> _Instrução 1_
Copie do texto sobre filosofia de fim de tarde tudo o que vai desde "OS TEMPOS QUE" até "e a tradição.".

> _Seleção_
+ + + + +
OS TEMPOS QUE CORREM. Miguel Vale de Almeida


19.8.04  

Filosofia de fim de tarde.

Será possível ser racional sem ser frio e cínico? Será possível ter uma ética para a vida sem prescindir de uma poética?

Vivemos rodeados de pessoas que falam da lógica das carreiras, que falam do sucesso, da fama. Pessoas que falam de esperança, de sorte. Pessoas que falam de , de crença. Pessoas que acreditam em horóscopos. Pessoas que se fazem consumindo mais do que produzindo. Pessoas que elogiam o auto-interesse e o egoísmo, assim como pessoas que exageram na defesa da abnegação e do sacrifício. Pessoas que vivem para os amanhãs que cantam e as utopias, ou para a ordem e a tradição.
+ + + + +
> _Excertos de dados de anotação de pontos_
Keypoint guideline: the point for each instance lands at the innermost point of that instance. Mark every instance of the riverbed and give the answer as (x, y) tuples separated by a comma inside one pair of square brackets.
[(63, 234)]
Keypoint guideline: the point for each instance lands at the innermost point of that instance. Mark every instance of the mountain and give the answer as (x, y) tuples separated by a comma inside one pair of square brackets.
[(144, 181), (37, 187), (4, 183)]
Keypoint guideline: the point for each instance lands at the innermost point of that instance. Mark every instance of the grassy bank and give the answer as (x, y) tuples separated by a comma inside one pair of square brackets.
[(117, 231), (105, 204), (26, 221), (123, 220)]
+ + + + +
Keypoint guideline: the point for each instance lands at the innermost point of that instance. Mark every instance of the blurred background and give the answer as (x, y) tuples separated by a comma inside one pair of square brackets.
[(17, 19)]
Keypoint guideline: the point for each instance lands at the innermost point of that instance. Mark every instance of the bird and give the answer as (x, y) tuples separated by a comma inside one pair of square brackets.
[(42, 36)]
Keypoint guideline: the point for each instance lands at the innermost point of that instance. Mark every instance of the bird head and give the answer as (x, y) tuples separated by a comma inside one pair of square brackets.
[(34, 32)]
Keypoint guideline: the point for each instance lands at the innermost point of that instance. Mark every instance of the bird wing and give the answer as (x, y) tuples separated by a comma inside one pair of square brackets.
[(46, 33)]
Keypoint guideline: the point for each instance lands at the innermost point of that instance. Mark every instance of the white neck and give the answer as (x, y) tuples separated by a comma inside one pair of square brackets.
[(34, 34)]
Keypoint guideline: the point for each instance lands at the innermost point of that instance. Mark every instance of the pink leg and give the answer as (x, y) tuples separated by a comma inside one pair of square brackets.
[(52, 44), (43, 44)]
+ + + + +
> _Instrução 2_
Formate como lista numerada, sem as linhas em branco, tudo o que nos registros vai desde a linha que contém "of the mountain" até a linha que contém "[(144, 181), (37, 187), (4, 183)]", incluindo ambas.

> _Resolução 1_
OS TEMPOS QUE CORREM. Miguel Vale de Almeida


19.8.04  

Filosofia de fim de tarde.

Será possível ser racional sem ser frio e cínico? Será possível ter uma ética para a vida sem prescindir de uma poética?

Vivemos rodeados de pessoas que falam da lógica das carreiras, que falam do sucesso, da fama. Pessoas que falam de esperança, de sorte. Pessoas que falam de , de crença. Pessoas que acreditam em horóscopos. Pessoas que se fazem consumindo mais do que produzindo. Pessoas que elogiam o auto-interesse e o egoísmo, assim como pessoas que exageram na defesa da abnegação e do sacrifício. Pessoas que vivem para os amanhãs que cantam e as utopias, ou para a ordem e a tradição.

> _Resolução 2_
1. Keypoint guideline: the point for each instance lands at the innermost point of that instance. Mark every instance of the mountain and give the answer as (x, y) tuples separated by a comma inside one pair of square brackets.
2. [(144, 181), (37, 187), (4, 183)]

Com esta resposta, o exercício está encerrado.